[Start of Attachment]

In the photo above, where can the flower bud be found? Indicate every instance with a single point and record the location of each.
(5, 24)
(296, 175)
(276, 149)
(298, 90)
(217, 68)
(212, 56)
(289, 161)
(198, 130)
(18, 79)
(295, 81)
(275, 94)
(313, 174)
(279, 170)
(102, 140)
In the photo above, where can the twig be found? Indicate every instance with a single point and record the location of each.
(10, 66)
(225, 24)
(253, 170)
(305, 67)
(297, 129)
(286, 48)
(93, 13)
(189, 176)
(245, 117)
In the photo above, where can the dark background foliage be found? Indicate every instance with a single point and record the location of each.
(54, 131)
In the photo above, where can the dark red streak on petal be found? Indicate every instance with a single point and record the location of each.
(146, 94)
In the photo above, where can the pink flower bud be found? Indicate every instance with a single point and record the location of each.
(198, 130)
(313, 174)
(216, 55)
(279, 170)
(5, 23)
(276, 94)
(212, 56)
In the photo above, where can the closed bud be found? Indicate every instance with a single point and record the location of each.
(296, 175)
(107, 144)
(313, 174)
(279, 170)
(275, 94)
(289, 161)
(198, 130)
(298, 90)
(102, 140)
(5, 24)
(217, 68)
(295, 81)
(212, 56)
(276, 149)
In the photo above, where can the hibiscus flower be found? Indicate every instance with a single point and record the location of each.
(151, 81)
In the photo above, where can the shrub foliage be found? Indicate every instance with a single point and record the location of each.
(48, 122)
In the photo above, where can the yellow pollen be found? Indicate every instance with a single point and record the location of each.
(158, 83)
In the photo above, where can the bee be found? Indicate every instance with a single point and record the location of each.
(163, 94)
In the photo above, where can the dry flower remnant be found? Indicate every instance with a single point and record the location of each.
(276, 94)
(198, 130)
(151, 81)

[End of Attachment]

All the lines above should appear again in the answer, exactly as written.

In the photo above, where can the flower bud be found? Indicate every instance with a single point and record the location of each.
(5, 24)
(296, 175)
(276, 149)
(298, 90)
(217, 68)
(212, 56)
(289, 161)
(198, 130)
(18, 79)
(295, 81)
(275, 94)
(313, 174)
(279, 170)
(102, 140)
In the photo above, where can the twig be found? Indicate every instance with a single point and record the location of each.
(10, 66)
(225, 24)
(253, 170)
(305, 67)
(297, 129)
(286, 48)
(93, 13)
(189, 176)
(245, 117)
In the photo above, where can the dark background foliage be found? Indicate every instance with a single point and record the location of each.
(54, 131)
In the photo above, where can the dark red streak on petal be found? Indicate every instance with a single point and record the location of each.
(146, 94)
In the photo above, where can the pink flower bud be found? Indicate every instance with a single point and record the location of each.
(198, 130)
(313, 174)
(216, 55)
(279, 170)
(5, 23)
(276, 94)
(212, 56)
In the photo above, where can the closed bud be found? Indicate every instance with a single point and record the location of each.
(296, 175)
(107, 144)
(313, 174)
(279, 170)
(275, 94)
(289, 161)
(198, 130)
(298, 90)
(102, 140)
(5, 24)
(217, 68)
(295, 81)
(212, 56)
(276, 149)
In the photo above, where can the hibiscus flower be found? Indicate every instance with a single point and record the location of each.
(151, 81)
In the photo above, where can the shrub foliage be found? Indicate every instance with a single point and record the location of each.
(48, 122)
In the photo above, where can the yellow pollen be found? Indicate every instance with a single point and record the location of each.
(158, 83)
In the photo above, where can the bee be found? Indicate every instance with a single point and record the location of each.
(163, 94)
In the photo above, where can the dry flower remnant be found? Indicate every instance with a single point and record the location of each.
(276, 94)
(198, 130)
(151, 81)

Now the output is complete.